WHAT THIS TASK INVOLVES: Give the material again in full, matching it exactly.

(Dataset items)
##############################

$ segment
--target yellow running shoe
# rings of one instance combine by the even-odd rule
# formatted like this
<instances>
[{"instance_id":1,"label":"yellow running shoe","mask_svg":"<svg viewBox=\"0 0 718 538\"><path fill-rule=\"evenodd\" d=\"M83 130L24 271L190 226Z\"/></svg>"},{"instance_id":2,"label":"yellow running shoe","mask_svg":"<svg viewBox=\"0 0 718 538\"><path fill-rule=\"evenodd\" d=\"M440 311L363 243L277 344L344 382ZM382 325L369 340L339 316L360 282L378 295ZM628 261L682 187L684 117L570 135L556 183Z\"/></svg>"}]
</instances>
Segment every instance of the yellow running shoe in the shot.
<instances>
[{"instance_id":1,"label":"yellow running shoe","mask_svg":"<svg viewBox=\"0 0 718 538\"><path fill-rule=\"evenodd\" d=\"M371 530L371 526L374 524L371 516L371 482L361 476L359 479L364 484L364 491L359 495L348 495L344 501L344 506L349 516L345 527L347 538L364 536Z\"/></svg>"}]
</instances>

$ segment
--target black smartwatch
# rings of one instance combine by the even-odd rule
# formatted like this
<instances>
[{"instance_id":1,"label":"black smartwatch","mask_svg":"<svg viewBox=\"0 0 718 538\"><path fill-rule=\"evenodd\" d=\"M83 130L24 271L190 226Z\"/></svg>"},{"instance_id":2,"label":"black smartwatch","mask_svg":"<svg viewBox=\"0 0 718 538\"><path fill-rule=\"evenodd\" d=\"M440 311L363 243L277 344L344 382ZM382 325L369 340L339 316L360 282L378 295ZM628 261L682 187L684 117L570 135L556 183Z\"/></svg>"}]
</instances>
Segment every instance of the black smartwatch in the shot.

##############################

RESPONSE:
$ segment
--target yellow running shoe
# rings of one instance combine by the even-odd rule
# formatted like this
<instances>
[{"instance_id":1,"label":"yellow running shoe","mask_svg":"<svg viewBox=\"0 0 718 538\"><path fill-rule=\"evenodd\" d=\"M83 130L24 271L190 226Z\"/></svg>"},{"instance_id":2,"label":"yellow running shoe","mask_svg":"<svg viewBox=\"0 0 718 538\"><path fill-rule=\"evenodd\" d=\"M440 311L363 243L277 344L344 382ZM382 325L369 340L339 316L360 282L378 295ZM628 261L682 187L684 117L570 135L556 183Z\"/></svg>"}]
</instances>
Segment every instance of the yellow running shoe in the shot.
<instances>
[{"instance_id":1,"label":"yellow running shoe","mask_svg":"<svg viewBox=\"0 0 718 538\"><path fill-rule=\"evenodd\" d=\"M371 530L371 526L374 524L371 516L371 482L361 476L359 479L364 484L364 491L359 495L348 495L344 501L344 506L349 516L345 527L347 538L364 536Z\"/></svg>"}]
</instances>

$ segment
--target black smartwatch
# rings of one instance combine by the even-odd rule
# formatted like this
<instances>
[{"instance_id":1,"label":"black smartwatch","mask_svg":"<svg viewBox=\"0 0 718 538\"><path fill-rule=\"evenodd\" d=\"M83 130L24 271L190 226Z\"/></svg>"},{"instance_id":2,"label":"black smartwatch","mask_svg":"<svg viewBox=\"0 0 718 538\"><path fill-rule=\"evenodd\" d=\"M440 311L363 243L277 344L344 382ZM382 325L369 340L339 316L360 282L378 295ZM628 261L682 187L684 117L570 135L556 183Z\"/></svg>"}]
</instances>
Segment every instance of the black smartwatch in the shot.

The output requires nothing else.